» What you will do
For the entries below, repeat exactly each line starting with the one that contains "Tag the bare" and going on through the one that contains "Tag the sculpture's arm", and no others.

Referring expression data:
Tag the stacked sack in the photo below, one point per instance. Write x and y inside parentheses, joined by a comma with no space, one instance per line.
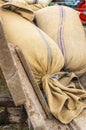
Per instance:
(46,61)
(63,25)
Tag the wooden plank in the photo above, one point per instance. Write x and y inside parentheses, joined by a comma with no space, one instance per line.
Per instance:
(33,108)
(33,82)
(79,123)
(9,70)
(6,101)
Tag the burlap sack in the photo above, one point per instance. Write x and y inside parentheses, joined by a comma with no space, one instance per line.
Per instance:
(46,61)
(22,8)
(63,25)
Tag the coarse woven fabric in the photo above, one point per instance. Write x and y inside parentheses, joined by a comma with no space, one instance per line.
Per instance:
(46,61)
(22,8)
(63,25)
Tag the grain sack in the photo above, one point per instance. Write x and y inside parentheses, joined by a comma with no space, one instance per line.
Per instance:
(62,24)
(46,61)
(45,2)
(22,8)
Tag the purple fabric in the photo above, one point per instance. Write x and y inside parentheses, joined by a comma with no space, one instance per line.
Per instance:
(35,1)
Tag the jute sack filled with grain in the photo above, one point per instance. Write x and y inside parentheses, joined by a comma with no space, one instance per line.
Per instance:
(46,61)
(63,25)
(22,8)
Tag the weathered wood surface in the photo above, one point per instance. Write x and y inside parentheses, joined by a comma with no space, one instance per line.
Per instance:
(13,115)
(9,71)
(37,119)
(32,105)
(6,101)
--
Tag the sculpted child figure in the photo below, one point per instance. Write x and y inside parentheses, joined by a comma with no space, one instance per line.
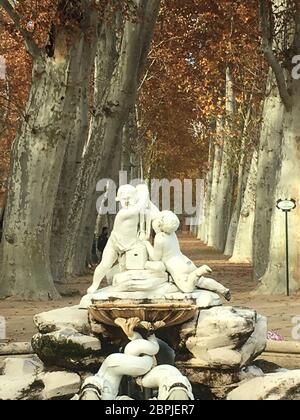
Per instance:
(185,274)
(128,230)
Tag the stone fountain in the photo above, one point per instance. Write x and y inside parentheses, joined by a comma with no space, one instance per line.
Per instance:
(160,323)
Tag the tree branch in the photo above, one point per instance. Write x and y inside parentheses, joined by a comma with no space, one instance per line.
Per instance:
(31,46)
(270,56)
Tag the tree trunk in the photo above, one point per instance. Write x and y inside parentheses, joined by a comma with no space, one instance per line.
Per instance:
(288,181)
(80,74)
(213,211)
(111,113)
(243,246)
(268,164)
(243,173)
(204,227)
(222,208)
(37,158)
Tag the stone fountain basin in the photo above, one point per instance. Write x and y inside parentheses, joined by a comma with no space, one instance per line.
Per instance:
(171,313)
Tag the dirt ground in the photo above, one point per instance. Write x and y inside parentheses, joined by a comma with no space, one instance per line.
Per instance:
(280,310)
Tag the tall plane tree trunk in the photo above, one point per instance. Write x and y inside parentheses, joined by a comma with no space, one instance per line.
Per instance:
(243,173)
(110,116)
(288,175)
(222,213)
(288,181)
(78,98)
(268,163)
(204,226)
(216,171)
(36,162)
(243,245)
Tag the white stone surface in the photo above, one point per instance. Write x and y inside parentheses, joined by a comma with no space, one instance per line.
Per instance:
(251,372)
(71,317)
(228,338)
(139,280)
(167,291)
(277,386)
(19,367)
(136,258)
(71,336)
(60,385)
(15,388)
--
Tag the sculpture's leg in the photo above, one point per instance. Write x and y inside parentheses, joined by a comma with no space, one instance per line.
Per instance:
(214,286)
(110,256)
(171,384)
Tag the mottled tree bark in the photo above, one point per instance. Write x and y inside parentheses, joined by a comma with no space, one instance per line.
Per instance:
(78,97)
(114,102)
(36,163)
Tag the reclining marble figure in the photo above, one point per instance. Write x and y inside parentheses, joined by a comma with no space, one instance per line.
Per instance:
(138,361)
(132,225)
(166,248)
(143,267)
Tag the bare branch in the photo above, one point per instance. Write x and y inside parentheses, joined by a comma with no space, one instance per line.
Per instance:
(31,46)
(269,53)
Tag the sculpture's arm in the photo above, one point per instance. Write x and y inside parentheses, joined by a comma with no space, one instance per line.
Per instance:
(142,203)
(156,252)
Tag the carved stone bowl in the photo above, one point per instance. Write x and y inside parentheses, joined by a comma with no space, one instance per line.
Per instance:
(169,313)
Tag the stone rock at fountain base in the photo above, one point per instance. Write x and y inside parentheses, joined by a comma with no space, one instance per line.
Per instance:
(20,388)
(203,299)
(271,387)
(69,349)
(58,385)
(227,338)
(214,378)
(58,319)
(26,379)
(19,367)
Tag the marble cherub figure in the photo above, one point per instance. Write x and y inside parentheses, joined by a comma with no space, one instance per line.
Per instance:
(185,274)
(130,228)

» Solution to this problem
Tag the bare branch in the photo above, one point per instance. Write x and y inside parentheses, joined by a comma with no space, one instance per line.
Per instance:
(31,46)
(269,53)
Tag the sculpture's arm in the photo above, one point per instance. Write x and y inside parentheses, joined by a comma with no space, one instance per line.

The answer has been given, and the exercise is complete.